■ WHAT TO WORK ON ■
Reproduce the data below verbatim, starting at the line that contains "the truck door." and ending at the line that contains "x=189 y=148", with both of those lines included.

-- Begin RECORDED INFORMATION --

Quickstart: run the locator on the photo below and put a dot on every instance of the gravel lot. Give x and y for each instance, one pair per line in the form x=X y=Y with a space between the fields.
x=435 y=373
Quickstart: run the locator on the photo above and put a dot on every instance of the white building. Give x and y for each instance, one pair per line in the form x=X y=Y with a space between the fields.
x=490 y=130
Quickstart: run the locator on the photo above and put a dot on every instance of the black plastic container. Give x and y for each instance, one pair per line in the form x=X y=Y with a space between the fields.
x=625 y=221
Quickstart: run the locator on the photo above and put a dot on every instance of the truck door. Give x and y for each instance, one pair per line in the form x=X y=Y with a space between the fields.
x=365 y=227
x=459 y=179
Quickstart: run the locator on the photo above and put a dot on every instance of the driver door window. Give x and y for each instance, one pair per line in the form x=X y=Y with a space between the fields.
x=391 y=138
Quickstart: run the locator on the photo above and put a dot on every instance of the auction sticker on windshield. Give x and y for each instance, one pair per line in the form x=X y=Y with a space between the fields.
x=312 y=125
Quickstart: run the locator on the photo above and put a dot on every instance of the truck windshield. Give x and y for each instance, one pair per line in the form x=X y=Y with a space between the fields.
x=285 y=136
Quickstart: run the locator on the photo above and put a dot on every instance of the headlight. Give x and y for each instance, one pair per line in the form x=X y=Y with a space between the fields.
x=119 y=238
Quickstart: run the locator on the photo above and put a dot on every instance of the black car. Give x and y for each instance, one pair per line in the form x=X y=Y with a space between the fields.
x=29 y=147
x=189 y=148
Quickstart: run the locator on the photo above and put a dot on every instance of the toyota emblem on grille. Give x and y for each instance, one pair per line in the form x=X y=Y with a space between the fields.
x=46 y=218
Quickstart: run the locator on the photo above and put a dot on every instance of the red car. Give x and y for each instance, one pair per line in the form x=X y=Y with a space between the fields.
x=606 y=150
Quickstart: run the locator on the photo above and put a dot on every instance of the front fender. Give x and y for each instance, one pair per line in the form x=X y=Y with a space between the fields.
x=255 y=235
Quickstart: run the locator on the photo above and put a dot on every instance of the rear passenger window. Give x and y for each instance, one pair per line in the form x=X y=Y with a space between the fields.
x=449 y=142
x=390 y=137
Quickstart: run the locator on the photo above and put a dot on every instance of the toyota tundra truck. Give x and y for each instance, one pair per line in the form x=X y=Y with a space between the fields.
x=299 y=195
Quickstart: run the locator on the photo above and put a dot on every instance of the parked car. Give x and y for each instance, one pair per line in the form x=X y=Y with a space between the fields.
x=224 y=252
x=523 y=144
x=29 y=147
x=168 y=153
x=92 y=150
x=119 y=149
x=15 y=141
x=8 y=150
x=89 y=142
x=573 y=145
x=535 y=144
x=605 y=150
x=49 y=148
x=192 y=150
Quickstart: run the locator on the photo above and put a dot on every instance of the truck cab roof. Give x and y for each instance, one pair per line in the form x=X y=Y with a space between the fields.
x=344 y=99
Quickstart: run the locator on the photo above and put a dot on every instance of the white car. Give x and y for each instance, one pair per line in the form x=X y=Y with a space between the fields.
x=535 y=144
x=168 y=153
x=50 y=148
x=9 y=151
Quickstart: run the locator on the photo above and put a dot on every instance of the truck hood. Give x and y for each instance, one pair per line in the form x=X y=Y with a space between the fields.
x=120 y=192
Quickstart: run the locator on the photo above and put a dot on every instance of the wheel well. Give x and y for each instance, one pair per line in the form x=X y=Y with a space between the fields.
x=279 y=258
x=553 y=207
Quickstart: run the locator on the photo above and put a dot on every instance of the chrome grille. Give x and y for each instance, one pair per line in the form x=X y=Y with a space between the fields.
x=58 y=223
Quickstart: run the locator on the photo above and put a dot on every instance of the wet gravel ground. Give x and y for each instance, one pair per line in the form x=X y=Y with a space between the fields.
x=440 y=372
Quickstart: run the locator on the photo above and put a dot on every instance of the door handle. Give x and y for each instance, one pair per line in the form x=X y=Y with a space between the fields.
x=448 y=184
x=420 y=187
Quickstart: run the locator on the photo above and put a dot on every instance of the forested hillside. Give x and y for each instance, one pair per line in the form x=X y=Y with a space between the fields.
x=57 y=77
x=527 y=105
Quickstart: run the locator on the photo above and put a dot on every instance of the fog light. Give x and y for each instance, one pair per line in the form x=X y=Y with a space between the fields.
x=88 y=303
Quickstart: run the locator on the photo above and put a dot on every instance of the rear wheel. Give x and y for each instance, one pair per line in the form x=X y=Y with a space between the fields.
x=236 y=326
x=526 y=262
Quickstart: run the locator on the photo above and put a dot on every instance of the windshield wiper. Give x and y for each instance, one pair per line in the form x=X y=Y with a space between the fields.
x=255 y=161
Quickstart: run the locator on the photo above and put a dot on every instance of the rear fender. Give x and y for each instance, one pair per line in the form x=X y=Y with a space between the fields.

-- End RECORDED INFORMATION --

■ SOLUTION ■
Quickstart: run the locator on the photo above and put a dot on every instance of the truck door. Give x and y for each instance, one pair per line in the form x=X y=Y with a space between the fields.
x=365 y=227
x=459 y=179
Quickstart: run the locator on the photo above and put a dot on every instance of the driver door window. Give x and y for each instance, one pair per line in the form x=X y=Y with a space between the fields.
x=391 y=138
Quickstart: run the locator on the photo above and put a dot on every instance of the auction sticker on windshield. Give x and y for each instance, one pair per line in the form x=X y=Y with a space between the fields.
x=312 y=125
Quickstart: run the locator on the photo above and put a dot on every instance of the truck windshield. Give x and y for each instance, one pair per line in the form x=X y=Y with a space between the fields.
x=285 y=136
Quickstart: run the locator on the photo above and put a dot on every instance of the headlight. Give x and y for each instance, one pair per line in the form x=X y=Y with a space between the fields.
x=119 y=238
Quickstart: run the locator on the photo above and put a dot on every instance of the black car. Give x and y for each instance, one pair per line in the form x=X y=Y with a space between the fields.
x=29 y=147
x=189 y=148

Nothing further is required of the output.